• [TEXT SEGMENT]:

For a nano second I even asked myself last month why I do this. Why do I put myself through all these ‘ups and downs’? The answer wasn’t hard to find. It’s because I’m a writer. It’s what I do.

And now, less than a week later, I’m excited about writing again…and here’s why?

1.            I have the most awesome writerly friends (you know who you are:) who inspire me with their great work, support me with their caring and wisdom and show me true kindness.

2.            When I’m not writing I’m reading, and reading fabulous books reminds me why I write and inspires me to write better.

3.            I have just done another amazing, inspiring, so full of learning online course with the great Mary Buckham, (Check out her website) who not only provides awesome learning materials but also positive helpful feedback.

4.            I have excavated from my manuscript pile a piece of work I always loved, but never submitted because it ‘breaks a few rules’. I’m now working on that one ready to submit.

5.            A new idea for a quirky new YA novel has leapt into my head, complete with plot and characters…and I’m having fun writing again.

I have put aside what I was working on to pursue this new idea and I’m finding it liberating. This new idea is truly what I want to be writing at the moment.

Sometimes I forget that I have control of all this. I was soldiering on with a manuscript that I still think has merit, but for a number of reasons I’m just not into right now. But I was stubbornly pursuing it because I felt I had to get to the end. But I don’t. Not right now – not when I’m not in the mood – not when I’m not enjoying writing it.

Another thing going for my new WIP is that it’s about a 15 year old boy and I happen to have one of those home on school holidays at the moment…and he’s always willing to help me with ideas, suggestions and crits…so why wouldn’t I make the most of this opportunity?

When your writing isn’t going the way you’d like it to, what do you do to bring it back on track.

I’d love you to share your tips and suggestions in the comments section of this post.

Happy writing:)


P.S. Friday Feedback is back this week


I’ve been on a roller coaster with my writing over the last few weeks. Life has taken over at times and like all writers, I’ve had a few setbacks. (Not just the ‘thanks but no thanks’ emails)

I’ve been working on my YA trilogy which is a complex maze of characters, plot and foreshadowing. I tried a series of different plotting devices, but what I realised this week is the thing I need most is to take a break – to stop forcing the issue and allow my subconscious to do its work.

I find that the more pressure I put on myself, the harder it is for my brain to relax…for my thoughts to flow freely…to find the creative solutions I need.

Part of my difficulty has been the discovery that what I thought was book one in the trilogy is actually book two and now I have to basically start from scratch – which is okay, but these characters and their conflicts have been in my head for so long that I feel like I need to put some distance between us.

• [GIVEN INSTRUCTION 1]: According to the blog post about writing, who is the main character of the author's new YA work in progress?
• [GIVEN INSTRUCTION 2]: Transcribe the stretch of entries from the line containing "point: gloved thumb, one" through the end of the entries, keeping every line as it appears.

Entries from a point annotation set:
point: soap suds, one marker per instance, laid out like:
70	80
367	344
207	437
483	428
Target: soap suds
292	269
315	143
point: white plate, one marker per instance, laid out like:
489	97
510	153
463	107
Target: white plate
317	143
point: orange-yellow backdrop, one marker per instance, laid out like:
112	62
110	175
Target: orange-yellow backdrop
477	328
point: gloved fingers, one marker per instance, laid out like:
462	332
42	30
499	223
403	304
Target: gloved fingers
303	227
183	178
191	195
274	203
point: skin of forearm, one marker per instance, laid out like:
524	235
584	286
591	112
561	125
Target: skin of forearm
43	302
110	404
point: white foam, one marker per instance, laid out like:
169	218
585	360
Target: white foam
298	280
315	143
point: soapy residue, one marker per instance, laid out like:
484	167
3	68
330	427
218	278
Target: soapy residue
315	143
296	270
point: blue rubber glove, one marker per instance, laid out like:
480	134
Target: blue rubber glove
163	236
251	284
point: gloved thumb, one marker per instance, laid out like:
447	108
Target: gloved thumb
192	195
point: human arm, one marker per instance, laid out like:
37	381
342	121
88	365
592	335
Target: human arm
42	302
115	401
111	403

• [EXERCISE SOLUTION 1]: A 15 year old boy.

• [EXERCISE SOLUTION 2]:
point: gloved thumb, one marker per instance, laid out like:
447	108
Target: gloved thumb
192	195
point: human arm, one marker per instance, laid out like:
37	381
342	121
88	365
592	335
Target: human arm
42	302
115	401
111	403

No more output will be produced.